__Stated exercise__
Convert every one of the lines below into a Markdown table with two columns, Row and Line. Number each row and leave out any blank lines.

--------------------

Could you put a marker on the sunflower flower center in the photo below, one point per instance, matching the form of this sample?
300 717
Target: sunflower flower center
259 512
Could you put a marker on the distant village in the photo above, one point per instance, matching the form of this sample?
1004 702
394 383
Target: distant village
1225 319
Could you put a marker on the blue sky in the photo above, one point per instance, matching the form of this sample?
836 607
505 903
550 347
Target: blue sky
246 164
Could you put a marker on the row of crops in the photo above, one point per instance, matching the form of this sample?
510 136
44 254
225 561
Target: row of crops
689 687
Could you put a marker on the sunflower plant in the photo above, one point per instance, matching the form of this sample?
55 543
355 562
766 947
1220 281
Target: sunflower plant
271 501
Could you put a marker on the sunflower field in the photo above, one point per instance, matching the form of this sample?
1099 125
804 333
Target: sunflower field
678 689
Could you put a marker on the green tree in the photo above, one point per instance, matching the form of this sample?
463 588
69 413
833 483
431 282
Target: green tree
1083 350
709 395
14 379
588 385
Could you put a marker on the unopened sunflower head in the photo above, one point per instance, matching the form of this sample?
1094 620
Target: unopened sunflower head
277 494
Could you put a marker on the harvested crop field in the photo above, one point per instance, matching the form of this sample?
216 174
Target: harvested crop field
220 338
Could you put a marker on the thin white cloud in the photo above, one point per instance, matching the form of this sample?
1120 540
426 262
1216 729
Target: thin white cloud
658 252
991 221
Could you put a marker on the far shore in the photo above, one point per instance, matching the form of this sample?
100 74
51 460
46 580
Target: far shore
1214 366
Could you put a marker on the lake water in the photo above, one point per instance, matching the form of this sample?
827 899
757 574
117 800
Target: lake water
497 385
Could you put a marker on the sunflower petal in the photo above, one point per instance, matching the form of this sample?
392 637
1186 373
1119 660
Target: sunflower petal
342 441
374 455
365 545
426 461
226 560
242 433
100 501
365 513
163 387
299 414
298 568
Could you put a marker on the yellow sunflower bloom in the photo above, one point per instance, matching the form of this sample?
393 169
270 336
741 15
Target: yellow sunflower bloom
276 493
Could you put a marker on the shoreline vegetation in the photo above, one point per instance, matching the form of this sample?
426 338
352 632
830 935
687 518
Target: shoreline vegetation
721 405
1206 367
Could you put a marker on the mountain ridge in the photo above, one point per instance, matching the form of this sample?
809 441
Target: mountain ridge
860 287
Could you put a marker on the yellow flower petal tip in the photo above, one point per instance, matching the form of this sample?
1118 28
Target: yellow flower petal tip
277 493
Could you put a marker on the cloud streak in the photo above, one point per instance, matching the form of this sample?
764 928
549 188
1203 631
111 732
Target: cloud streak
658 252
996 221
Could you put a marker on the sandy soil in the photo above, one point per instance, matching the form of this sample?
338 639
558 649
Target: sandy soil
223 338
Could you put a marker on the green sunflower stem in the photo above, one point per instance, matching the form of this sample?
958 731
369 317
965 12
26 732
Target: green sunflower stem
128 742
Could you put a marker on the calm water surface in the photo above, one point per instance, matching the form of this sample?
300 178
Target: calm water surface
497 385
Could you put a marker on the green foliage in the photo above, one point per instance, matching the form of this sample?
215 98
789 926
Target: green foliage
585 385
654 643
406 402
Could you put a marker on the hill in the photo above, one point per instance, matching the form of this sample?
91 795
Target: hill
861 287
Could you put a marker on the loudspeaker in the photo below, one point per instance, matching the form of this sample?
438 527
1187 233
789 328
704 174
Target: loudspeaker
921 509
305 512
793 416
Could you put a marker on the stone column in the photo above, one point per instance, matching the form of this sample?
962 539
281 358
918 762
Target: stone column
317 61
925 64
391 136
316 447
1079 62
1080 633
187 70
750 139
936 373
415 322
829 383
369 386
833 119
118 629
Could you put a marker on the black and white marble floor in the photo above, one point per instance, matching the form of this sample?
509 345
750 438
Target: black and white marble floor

--------------------

__Completed task__
| Row | Line |
|---|---|
| 1 | Could you put a marker on the sunflower flower center in the photo below, one point per instance, matching the form of this sample? |
| 2 | 300 717 |
| 3 | Target: sunflower flower center |
| 4 | 259 512 |
| 5 | Could you put a marker on the distant village in the photo above, one point per instance, matching the form of this sample? |
| 6 | 1004 702 |
| 7 | 394 383 |
| 8 | Target: distant village |
| 9 | 1225 319 |
| 10 | Could you put a marker on the blue sky in the photo above, one point per instance, matching the form of this sample? |
| 11 | 836 607 |
| 12 | 505 903 |
| 13 | 550 347 |
| 14 | Target: blue sky |
| 15 | 246 164 |
| 16 | Could you put a marker on the row of crops in the photo above, one point per instance, matching the form of this sample? |
| 17 | 510 136 |
| 18 | 44 254 |
| 19 | 225 561 |
| 20 | Target: row of crops |
| 21 | 689 687 |
| 22 | Could you put a marker on the sunflower plant in the photo above, one point per instance, matching the form of this sample? |
| 23 | 55 543 |
| 24 | 355 562 |
| 25 | 766 947 |
| 26 | 1220 281 |
| 27 | Target: sunflower plant |
| 28 | 271 501 |
| 29 | Could you put a marker on the sunflower field in the photo above, one point per instance, matching the form of this sample? |
| 30 | 1099 125 |
| 31 | 804 333 |
| 32 | Target: sunflower field |
| 33 | 678 689 |
| 34 | Could you put a marker on the green tree in the photo above, one point per instance, matching the form of this sample? |
| 35 | 463 588 |
| 36 | 69 413 |
| 37 | 833 483 |
| 38 | 431 282 |
| 39 | Target: green tree |
| 40 | 1083 350 |
| 41 | 709 395 |
| 42 | 14 379 |
| 43 | 588 385 |
| 44 | Could you put a marker on the unopened sunflower head in the photo above, one point per instance, matching the form of this sample? |
| 45 | 1094 620 |
| 46 | Target: unopened sunflower head |
| 47 | 277 494 |
| 48 | Could you put a marker on the harvested crop field in the photo above, one point per instance, matching the form of this sample? |
| 49 | 216 174 |
| 50 | Target: harvested crop field |
| 51 | 220 338 |
| 52 | Could you put a marker on the thin white cloud in the photo above, one point per instance, matching the form of this sample? |
| 53 | 1120 540 |
| 54 | 426 262 |
| 55 | 1216 729 |
| 56 | Target: thin white cloud |
| 57 | 658 252 |
| 58 | 991 221 |
| 59 | Could you put a marker on the far shore in the photo above, one point per instance, matching the form of this sample? |
| 60 | 100 74 |
| 61 | 51 460 |
| 62 | 46 580 |
| 63 | Target: far shore |
| 64 | 1214 366 |
| 65 | Could you put a marker on the lake water in the photo above, one point per instance, matching the form of this sample? |
| 66 | 827 899 |
| 67 | 757 574 |
| 68 | 117 800 |
| 69 | Target: lake water |
| 70 | 497 385 |
| 71 | Could you put a marker on the sunflower petal in the photo above, one point per instance, matching the form of this sample? |
| 72 | 392 637 |
| 73 | 1186 373 |
| 74 | 1119 660 |
| 75 | Target: sunflower petal |
| 76 | 342 441 |
| 77 | 374 455 |
| 78 | 365 545 |
| 79 | 426 461 |
| 80 | 226 560 |
| 81 | 242 433 |
| 82 | 100 501 |
| 83 | 365 513 |
| 84 | 163 387 |
| 85 | 299 414 |
| 86 | 298 568 |
| 87 | Could you put a marker on the yellow sunflower bloom in the photo above, one point per instance, matching the form of this sample? |
| 88 | 393 169 |
| 89 | 270 336 |
| 90 | 741 15 |
| 91 | Target: yellow sunflower bloom |
| 92 | 276 493 |
| 93 | Could you put a marker on the shoreline vegetation in the photo above, one point per instance, matching the form of this sample? |
| 94 | 426 338 |
| 95 | 352 632 |
| 96 | 830 935 |
| 97 | 687 518 |
| 98 | Target: shoreline vegetation |
| 99 | 721 405 |
| 100 | 1206 367 |
| 101 | Could you put a marker on the mountain ridge in the photo above, one point per instance, matching the form of this sample? |
| 102 | 809 441 |
| 103 | Target: mountain ridge |
| 104 | 860 287 |
| 105 | Could you put a marker on the yellow flower petal tip in the photo above, one point per instance, matching the form of this sample? |
| 106 | 1118 28 |
| 107 | Target: yellow flower petal tip |
| 108 | 277 493 |
| 109 | Could you put a marker on the cloud streak in the photo above, one point per instance, matching the form of this sample? |
| 110 | 764 928 |
| 111 | 549 188 |
| 112 | 1203 631 |
| 113 | 111 732 |
| 114 | Target: cloud streak |
| 115 | 658 252 |
| 116 | 996 221 |
| 117 | Could you put a marker on the sandy soil in the photo above, one point per instance, matching the form of this sample? |
| 118 | 338 639 |
| 119 | 558 649 |
| 120 | Target: sandy soil |
| 121 | 223 338 |
| 122 | Could you put a marker on the green sunflower stem in the photo above, one point per instance, matching the form of this sample? |
| 123 | 958 731 |
| 124 | 369 317 |
| 125 | 965 12 |
| 126 | 26 732 |
| 127 | Target: green sunflower stem |
| 128 | 128 742 |
| 129 | Could you put a marker on the calm water surface in the photo above, one point per instance, matching the form of this sample? |
| 130 | 300 178 |
| 131 | Target: calm water surface |
| 132 | 497 385 |
| 133 | Could you put a marker on the green foliage in the photo above, one point per instance, matching the form of this sample? |
| 134 | 215 98 |
| 135 | 789 926 |
| 136 | Target: green foliage |
| 137 | 585 385 |
| 138 | 654 643 |
| 139 | 406 402 |
| 140 | Could you put a marker on the hill in the photo above, one point per instance, matching the form of this sample? |
| 141 | 91 795 |
| 142 | Target: hill |
| 143 | 861 287 |
| 144 | Could you put a marker on the loudspeaker in the photo below, one point per instance, matching the form of this sample? |
| 145 | 438 527 |
| 146 | 1187 233 |
| 147 | 789 328 |
| 148 | 704 174 |
| 149 | Target: loudspeaker |
| 150 | 921 509 |
| 151 | 305 512 |
| 152 | 793 416 |
| 153 | Could you put a marker on the stone column in the photo above, one point per instance, matching the form of this sample? |
| 154 | 962 539 |
| 155 | 281 358 |
| 156 | 918 762 |
| 157 | Target: stone column |
| 158 | 317 61 |
| 159 | 925 64 |
| 160 | 391 136 |
| 161 | 316 447 |
| 162 | 1079 62 |
| 163 | 1080 633 |
| 164 | 187 70 |
| 165 | 750 139 |
| 166 | 936 373 |
| 167 | 415 322 |
| 168 | 829 383 |
| 169 | 369 386 |
| 170 | 833 119 |
| 171 | 118 629 |
| 172 | Could you put a marker on the black and white marble floor in the photo above, one point per instance, matching the form of this sample? |
| 173 | 509 345 |
| 174 | 750 438 |
| 175 | Target: black and white marble floor |